The task: Check each line below for the word "beside". Then give only how many lines have it.

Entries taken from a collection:

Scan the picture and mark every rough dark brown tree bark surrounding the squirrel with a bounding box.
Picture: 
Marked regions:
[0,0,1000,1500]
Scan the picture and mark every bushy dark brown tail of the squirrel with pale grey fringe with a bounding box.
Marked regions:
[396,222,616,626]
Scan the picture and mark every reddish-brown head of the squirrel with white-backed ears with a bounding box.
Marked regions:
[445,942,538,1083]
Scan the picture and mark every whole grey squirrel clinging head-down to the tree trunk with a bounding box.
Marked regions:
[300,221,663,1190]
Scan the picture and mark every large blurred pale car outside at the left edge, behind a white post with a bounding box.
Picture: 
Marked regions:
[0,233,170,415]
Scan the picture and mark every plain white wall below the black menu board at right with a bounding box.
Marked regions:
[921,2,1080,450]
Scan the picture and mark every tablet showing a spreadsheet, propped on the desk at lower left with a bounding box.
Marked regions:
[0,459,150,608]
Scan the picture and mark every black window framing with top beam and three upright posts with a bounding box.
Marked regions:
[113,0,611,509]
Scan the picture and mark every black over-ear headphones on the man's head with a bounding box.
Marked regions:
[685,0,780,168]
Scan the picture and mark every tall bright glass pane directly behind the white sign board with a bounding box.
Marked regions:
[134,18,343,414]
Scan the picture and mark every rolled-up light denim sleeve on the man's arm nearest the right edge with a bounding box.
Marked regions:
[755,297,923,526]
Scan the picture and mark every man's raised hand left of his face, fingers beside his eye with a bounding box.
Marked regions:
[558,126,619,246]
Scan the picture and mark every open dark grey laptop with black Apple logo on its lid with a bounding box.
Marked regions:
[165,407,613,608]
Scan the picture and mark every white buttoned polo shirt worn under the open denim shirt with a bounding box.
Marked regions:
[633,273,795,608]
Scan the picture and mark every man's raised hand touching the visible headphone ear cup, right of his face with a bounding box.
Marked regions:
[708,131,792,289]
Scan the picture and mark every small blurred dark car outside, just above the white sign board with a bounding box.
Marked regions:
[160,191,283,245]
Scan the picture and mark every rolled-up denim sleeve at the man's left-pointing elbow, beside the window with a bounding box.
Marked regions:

Solution for this problem: 2